**Problem statement:**
Count every line in the entries below that contains the word "above", and give only that number.

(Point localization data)
------------------------------------

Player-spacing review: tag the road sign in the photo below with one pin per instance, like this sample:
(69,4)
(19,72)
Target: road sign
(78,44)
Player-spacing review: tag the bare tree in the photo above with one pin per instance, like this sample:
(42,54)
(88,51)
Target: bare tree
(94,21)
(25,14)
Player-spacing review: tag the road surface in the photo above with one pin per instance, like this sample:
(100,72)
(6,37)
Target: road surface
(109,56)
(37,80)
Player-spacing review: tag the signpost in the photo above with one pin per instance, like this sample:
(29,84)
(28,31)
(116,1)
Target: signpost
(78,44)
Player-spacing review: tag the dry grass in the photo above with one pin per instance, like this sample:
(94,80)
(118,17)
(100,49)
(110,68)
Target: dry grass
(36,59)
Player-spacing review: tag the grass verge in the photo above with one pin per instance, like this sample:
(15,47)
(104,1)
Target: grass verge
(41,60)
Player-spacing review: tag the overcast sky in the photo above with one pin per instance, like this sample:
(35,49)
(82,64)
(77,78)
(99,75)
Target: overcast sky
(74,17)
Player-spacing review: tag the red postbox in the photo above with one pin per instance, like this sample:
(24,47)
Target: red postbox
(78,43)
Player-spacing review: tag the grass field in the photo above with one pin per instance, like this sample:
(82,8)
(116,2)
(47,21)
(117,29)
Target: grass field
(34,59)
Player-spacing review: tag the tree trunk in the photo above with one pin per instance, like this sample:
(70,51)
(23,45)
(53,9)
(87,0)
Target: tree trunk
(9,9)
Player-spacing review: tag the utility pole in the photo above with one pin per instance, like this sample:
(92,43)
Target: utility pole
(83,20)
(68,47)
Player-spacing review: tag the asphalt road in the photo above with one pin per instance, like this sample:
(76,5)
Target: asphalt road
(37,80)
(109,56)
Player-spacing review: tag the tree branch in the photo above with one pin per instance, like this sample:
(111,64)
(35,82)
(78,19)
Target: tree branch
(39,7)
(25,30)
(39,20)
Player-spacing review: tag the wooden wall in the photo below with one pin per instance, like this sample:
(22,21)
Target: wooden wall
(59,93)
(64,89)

------------------------------------

**Written solution:**
12